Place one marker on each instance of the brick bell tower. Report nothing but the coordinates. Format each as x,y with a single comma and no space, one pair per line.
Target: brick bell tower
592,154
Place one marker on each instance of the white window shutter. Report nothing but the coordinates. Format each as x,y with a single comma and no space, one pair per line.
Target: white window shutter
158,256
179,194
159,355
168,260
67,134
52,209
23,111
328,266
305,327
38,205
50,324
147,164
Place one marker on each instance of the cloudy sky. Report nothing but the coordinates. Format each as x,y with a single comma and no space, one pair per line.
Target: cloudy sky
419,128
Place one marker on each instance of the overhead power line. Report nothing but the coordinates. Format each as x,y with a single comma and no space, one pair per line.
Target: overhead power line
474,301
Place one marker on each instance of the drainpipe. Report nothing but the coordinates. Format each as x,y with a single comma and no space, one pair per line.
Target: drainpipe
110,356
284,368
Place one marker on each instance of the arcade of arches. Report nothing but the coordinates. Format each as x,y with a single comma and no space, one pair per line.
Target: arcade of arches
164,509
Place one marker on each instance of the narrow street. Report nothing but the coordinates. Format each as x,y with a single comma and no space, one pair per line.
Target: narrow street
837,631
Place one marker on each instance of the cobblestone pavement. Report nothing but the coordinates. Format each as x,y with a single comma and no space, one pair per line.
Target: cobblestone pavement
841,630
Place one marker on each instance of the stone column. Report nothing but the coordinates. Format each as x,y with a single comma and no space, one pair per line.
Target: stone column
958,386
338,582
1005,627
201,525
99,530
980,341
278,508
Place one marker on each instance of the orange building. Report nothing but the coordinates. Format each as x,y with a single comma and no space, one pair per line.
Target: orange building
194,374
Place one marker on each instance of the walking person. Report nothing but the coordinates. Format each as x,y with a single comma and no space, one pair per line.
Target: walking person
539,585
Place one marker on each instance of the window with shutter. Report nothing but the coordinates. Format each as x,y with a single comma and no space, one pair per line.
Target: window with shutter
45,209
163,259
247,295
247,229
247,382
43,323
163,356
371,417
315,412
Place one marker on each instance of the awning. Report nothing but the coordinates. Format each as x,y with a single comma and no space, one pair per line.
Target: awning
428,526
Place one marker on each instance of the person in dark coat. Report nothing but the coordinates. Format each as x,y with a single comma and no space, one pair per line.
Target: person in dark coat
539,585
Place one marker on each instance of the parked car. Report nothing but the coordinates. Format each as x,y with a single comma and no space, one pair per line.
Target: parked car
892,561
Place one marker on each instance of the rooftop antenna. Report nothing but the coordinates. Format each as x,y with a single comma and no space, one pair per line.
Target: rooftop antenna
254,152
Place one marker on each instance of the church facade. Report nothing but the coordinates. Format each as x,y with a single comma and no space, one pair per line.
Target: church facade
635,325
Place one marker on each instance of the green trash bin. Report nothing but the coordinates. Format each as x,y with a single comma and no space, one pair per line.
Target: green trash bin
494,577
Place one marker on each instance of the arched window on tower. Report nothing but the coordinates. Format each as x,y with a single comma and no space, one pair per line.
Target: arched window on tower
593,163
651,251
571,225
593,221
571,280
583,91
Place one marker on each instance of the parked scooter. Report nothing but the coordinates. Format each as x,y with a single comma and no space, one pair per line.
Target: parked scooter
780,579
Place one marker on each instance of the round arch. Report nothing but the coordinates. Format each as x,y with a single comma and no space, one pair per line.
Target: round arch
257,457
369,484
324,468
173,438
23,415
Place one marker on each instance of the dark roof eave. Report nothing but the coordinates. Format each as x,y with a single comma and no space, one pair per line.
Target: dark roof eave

YOUR TASK:
Set down, unchanged, the line that contains "Place one marker on each instance of the parked scooter." together with every later line in the records, through the last one.

RESULT:
Place one marker on each instance of the parked scooter. Report nothing but the coordinates. Format each as x,y with a single comma and no space, one pair per line.
Target: parked scooter
780,579
Place one marker on each instance of the round arch. Report nothing but the coordinates. Format each as x,y with a single comma and no space, one pair per line.
Target: round arch
257,457
369,484
324,468
173,438
23,415
Place one marker on each instance of the dark roof eave. Report nothing but the coordinates. Format each as x,y with a single comma and no space, one pair per line.
Target: dark roof eave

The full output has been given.